(Beginning of Excerpted passage)

9. The establishment of the Australian Securities and Investments Commission, which was intended to regulate the financial industry, but has been criticized for being too lenient on banks and other financial institutions. However, criticized for focusing on small businesses.
10. The decision to allow foreign investment in Australian farmland, despite concerns about the impact on local communities and the environment. This has led to oligopolies in many industries like Milk production.
11. The decision to increase funding for private schools, despite concerns about the impact on public schools and education inequality.
12. The introduction of the Goods and Services Tax, which was intended to simplify the tax system, has been criticized for being regressive and unfairly impacting low-income households.
Locally the NT has not escaped several Politically motivated decisions as well.
1. The decision to build the Inpex gas project, which was seen as a major economic boon for the Northern Territory but has been criticized for its environmental impact, badly negotiated water use, and the failures to economically plan for Boom and bust cycles.
2. The introduction of the Cashless Debit Card in certain communities, which was intended to reduce social welfare dependency and promote responsible spending but has been criticized for being stigmatizing and ineffective.
3. The establishment of the Northern Territory's Economic Reconstruction Commission, which was intended to promote economic growth and development in the wake of the COVID-19 pandemic but has been criticized for not adequately consulting with local or Indigenous communities. To date without effective auditing reports has reportedly wasted over $650 Million of taxpayer funds on mercantilism-based projects.
4. The decision to allow fracking in the Northern Territory, which was seen as a potential source of economic growth but has been controversial due to its massive reliance on taxpayer subsidies and public concerns about the environmental impact and potential risks to local communities.
5. The introduction of the NT Home Improvement Scheme, which provided funding for home renovations and repairs in the wake of Cyclone Marcus but has been criticized for being too limited in scope and not adequately addressing the needs of all affected communities. It also was reportedly rife with fraud and government nepotism and corruption.
6. The decision to provide tax breaks and other incentives to attract mining companies to the Northern Territory, which has been seen as a potential source of economic growth but has been criticized for not adequately considering the previous failures in contract negotiation terms, royalty payments, rehabilitation projects and the potential environmental and social impact of mining activities.
7. The establishment of the Northern Territory Infrastructure Development Fund, which was intended to support the development of infrastructure projects in the Northern Territory but has been criticized for not adequately addressing actual infrastructural needs in both suburban and urban areas and completely ignoring the needs of remote and Indigenous communities.
In addition to these specific examples, there are broader concerns about the overall impact of government intervention on economic growth and prosperity. When government intervention is influenced by political considerations, it can lead to an inefficient allocation of resources and a decrease in overall economic growth. This can be particularly damaging in developing economies, where limited resources must be allocated carefully in order to promote economic development and improve the standard of living for citizens.
In my opinion, while government intervention can be beneficial in certain limited areas, it is important to be mindful of the potential for political considerations to influence economic policy. By ensuring that government intervention is guided by economic and social welfare considerations, rather than political considerations, we can promote a more efficient and prosperous economy for all.

(End of Excerpted passage)
(Beginning of Records shown)

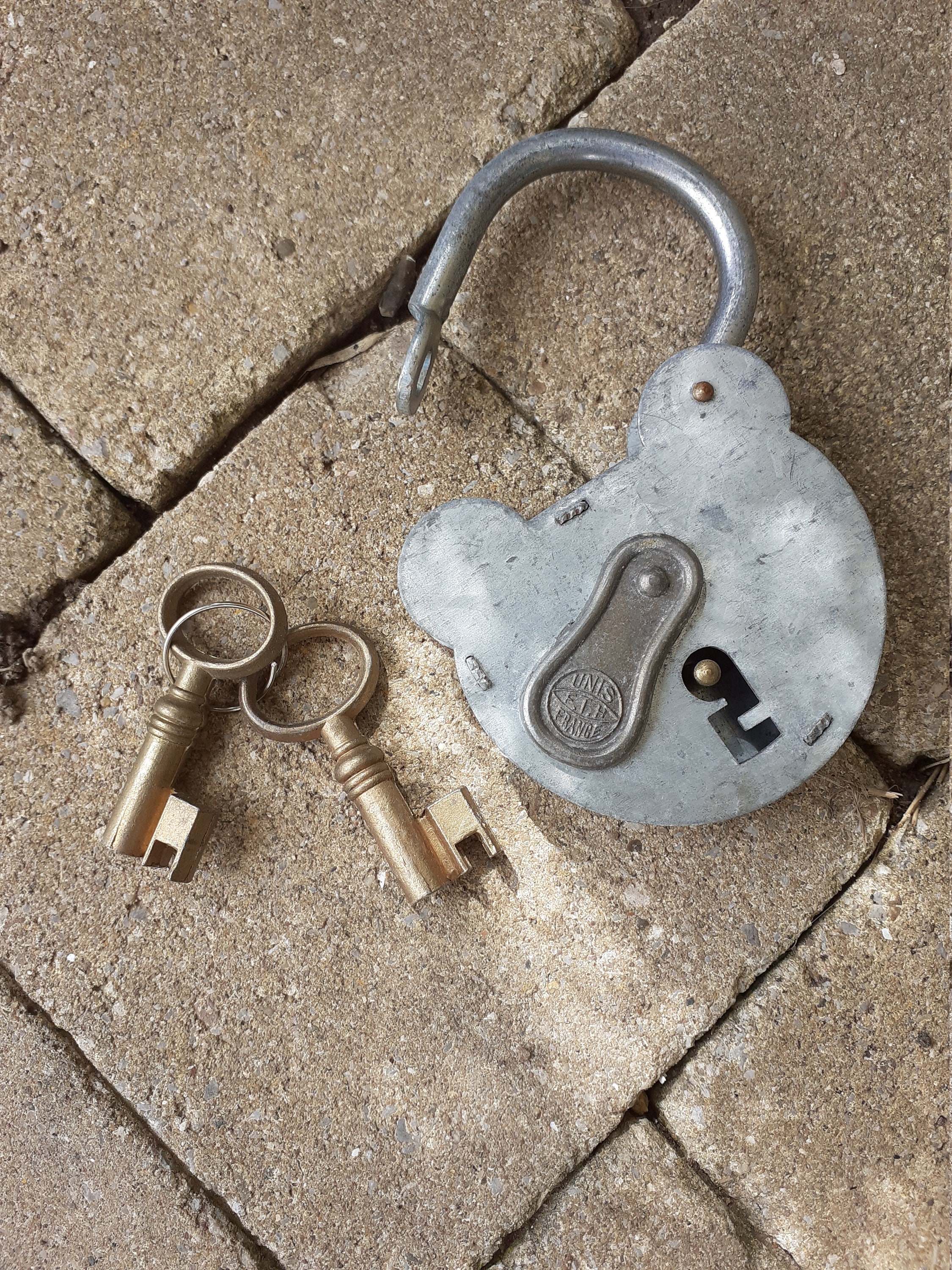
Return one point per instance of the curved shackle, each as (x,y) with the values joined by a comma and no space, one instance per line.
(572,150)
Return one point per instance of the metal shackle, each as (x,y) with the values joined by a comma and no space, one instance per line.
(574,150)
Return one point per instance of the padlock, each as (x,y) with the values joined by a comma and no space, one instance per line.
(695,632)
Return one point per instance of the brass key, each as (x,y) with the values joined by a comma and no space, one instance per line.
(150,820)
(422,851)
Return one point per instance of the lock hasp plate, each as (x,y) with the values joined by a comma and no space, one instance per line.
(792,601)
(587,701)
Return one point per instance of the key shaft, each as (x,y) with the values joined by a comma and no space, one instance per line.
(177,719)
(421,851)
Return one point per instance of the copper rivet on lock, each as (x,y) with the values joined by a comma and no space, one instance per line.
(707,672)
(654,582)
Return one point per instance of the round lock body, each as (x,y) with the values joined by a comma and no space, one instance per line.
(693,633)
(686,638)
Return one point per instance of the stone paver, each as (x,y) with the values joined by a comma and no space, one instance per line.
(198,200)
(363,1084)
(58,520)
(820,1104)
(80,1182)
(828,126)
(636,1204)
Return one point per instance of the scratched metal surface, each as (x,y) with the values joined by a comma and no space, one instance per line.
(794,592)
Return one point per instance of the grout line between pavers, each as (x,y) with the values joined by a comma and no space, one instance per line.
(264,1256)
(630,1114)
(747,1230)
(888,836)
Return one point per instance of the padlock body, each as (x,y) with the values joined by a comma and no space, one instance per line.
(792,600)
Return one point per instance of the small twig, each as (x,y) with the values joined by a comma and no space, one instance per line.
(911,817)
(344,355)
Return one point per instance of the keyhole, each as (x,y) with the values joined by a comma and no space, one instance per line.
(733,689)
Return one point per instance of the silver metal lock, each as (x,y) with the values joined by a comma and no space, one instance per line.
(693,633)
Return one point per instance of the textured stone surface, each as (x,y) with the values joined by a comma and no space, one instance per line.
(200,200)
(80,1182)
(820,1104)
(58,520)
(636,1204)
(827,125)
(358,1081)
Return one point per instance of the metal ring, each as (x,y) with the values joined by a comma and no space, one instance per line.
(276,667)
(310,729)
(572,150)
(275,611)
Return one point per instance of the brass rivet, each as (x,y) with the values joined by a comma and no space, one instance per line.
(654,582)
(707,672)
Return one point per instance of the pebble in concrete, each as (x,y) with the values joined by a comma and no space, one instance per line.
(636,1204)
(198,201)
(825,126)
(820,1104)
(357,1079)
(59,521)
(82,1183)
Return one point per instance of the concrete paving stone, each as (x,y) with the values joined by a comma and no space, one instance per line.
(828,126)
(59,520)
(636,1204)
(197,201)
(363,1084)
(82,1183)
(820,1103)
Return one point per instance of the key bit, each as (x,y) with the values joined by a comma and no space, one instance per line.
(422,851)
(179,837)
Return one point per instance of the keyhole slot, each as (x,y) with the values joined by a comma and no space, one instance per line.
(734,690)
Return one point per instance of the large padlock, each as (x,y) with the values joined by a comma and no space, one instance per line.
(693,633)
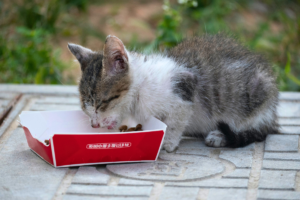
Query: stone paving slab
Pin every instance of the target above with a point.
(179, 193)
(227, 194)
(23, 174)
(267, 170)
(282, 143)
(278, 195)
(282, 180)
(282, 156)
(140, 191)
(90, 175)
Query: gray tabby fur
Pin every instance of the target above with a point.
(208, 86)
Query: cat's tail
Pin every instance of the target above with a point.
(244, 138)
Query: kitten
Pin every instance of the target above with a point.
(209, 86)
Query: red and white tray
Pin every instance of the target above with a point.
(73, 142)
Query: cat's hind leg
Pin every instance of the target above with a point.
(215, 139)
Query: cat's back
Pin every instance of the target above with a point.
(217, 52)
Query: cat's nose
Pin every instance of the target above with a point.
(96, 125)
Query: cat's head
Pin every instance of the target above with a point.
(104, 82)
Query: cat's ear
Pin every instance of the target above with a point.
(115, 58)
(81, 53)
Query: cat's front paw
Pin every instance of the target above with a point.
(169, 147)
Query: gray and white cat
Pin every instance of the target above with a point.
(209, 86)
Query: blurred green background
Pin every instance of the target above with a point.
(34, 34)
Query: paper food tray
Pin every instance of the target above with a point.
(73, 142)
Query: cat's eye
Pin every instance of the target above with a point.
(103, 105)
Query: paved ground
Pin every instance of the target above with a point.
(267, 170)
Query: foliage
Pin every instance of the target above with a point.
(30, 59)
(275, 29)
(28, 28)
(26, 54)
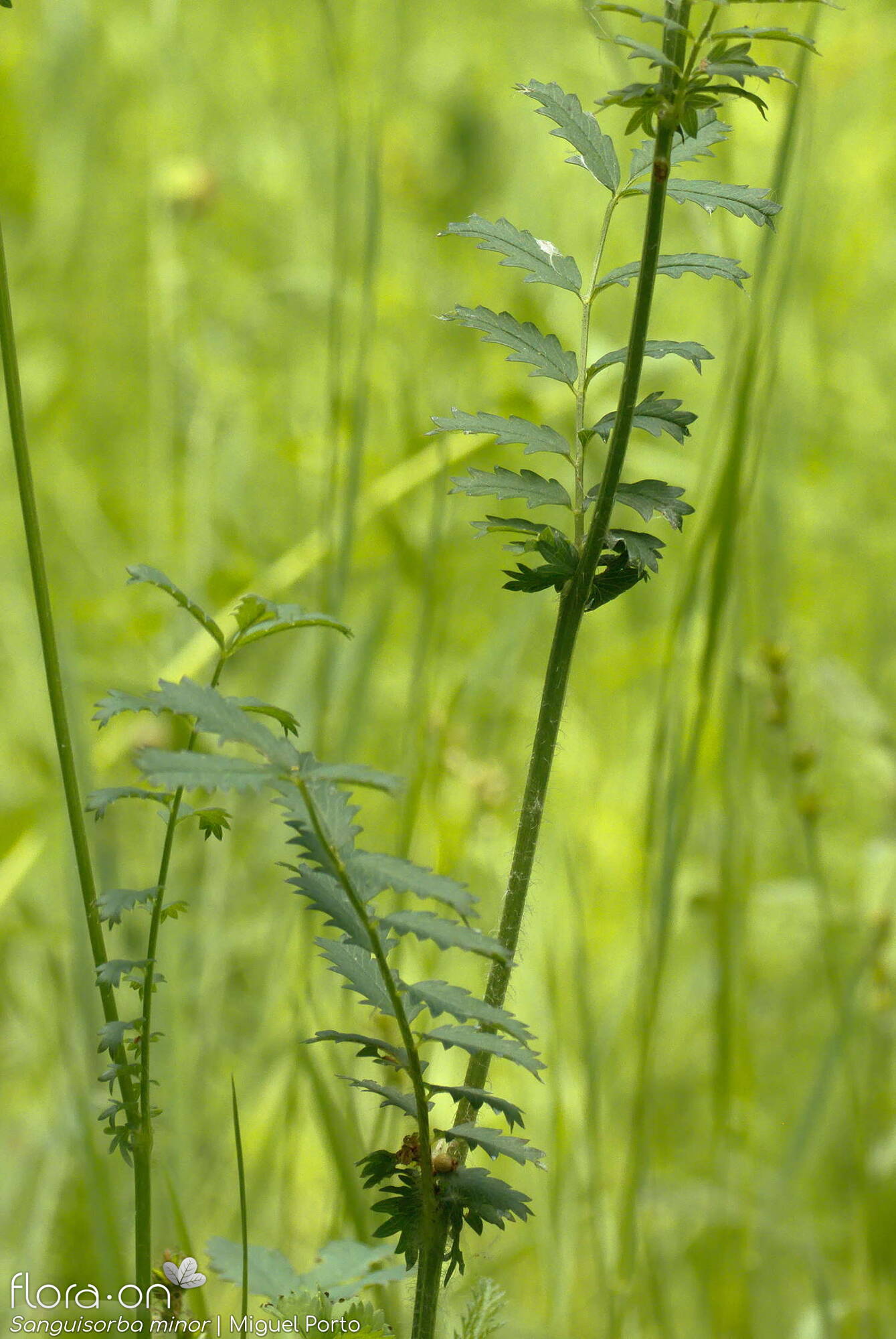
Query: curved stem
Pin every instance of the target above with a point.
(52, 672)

(End of Records shown)

Description of the task: Transcribe the passage on politically influenced government decisions between "1. The decision to build" and "on mercantilism-based projects.", inclusive.

Completed task:
1. The decision to build the Inpex gas project, which was seen as a major economic boon for the Northern Territory but has been criticized for its environmental impact, badly negotiated water use, and the failures to economically plan for Boom and bust cycles.
2. The introduction of the Cashless Debit Card in certain communities, which was intended to reduce social welfare dependency and promote responsible spending but has been criticized for being stigmatizing and ineffective.
3. The establishment of the Northern Territory's Economic Reconstruction Commission, which was intended to promote economic growth and development in the wake of the COVID-19 pandemic but has been criticized for not adequately consulting with local or Indigenous communities. To date without effective auditing reports has reportedly wasted over $650 Million of taxpayer funds on mercantilism-based projects.